DIRECTIVE: Copy every one of the records below word for word, leaving out the pictures.

PROVIDED MATERIAL:
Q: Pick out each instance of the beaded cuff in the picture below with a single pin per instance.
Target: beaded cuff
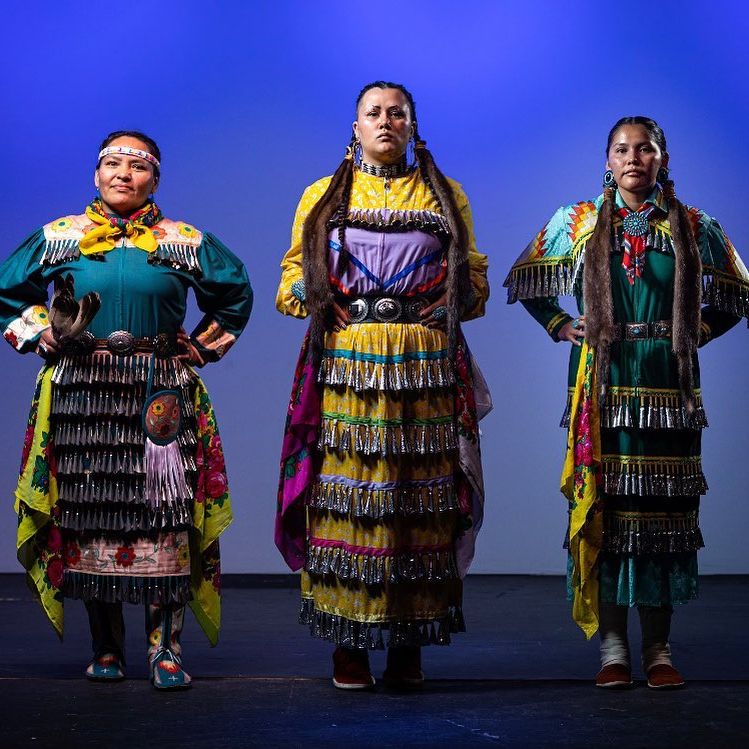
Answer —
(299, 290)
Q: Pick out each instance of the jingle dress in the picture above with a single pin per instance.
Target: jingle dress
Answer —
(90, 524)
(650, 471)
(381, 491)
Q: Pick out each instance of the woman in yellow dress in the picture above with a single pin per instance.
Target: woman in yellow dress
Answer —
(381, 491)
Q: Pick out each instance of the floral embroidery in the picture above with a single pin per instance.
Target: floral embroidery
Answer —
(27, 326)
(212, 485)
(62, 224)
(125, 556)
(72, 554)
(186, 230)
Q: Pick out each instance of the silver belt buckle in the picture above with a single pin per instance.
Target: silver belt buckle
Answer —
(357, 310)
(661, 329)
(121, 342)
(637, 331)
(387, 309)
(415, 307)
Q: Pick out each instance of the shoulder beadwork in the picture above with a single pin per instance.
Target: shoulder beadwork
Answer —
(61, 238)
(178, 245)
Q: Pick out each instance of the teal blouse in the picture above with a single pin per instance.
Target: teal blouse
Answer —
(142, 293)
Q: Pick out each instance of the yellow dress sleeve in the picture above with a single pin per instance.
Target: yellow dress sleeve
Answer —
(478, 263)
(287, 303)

TASK RESULT:
Q: Pick out each instance of the beaded cuff in the picture below with a single pin per instance.
Target: beaded cuff
Answer —
(299, 290)
Q: Pick out each instance of the jingle dress in the picture above with a single pin per instance.
Target: jingle dress
Answer —
(90, 524)
(650, 471)
(381, 491)
Q: Pick out each instance of the woman in yellow dress in the picture above with a single pin per instance.
Target: woman in yellow dress
Answer —
(381, 491)
Q: Pick out each instance of the floral embroidery in the picture above with a single pin per instance.
Target: floral embroidery
Answer —
(27, 326)
(212, 485)
(62, 224)
(125, 556)
(72, 554)
(186, 230)
Q: Pick out each instance of the silver belt buckle in the picture above with a single pin per instance.
Target: silver belt buckle
Answer —
(357, 310)
(661, 329)
(121, 342)
(637, 331)
(387, 309)
(415, 307)
Q: Pick out each instance of the shoulder beadwork in the picture above with a single pin per instance.
Target: shoulder beadwork
Answer —
(61, 238)
(178, 245)
Q: Pick out each instance of the teal blouse in the picture above with a single pin per instance.
Target: teal blouse
Answer —
(142, 293)
Q: Pick out each instance of the yellow dress sleeve in the picture above with a single pin per instance.
Target: yellow dress sleeve
Answer —
(478, 263)
(287, 303)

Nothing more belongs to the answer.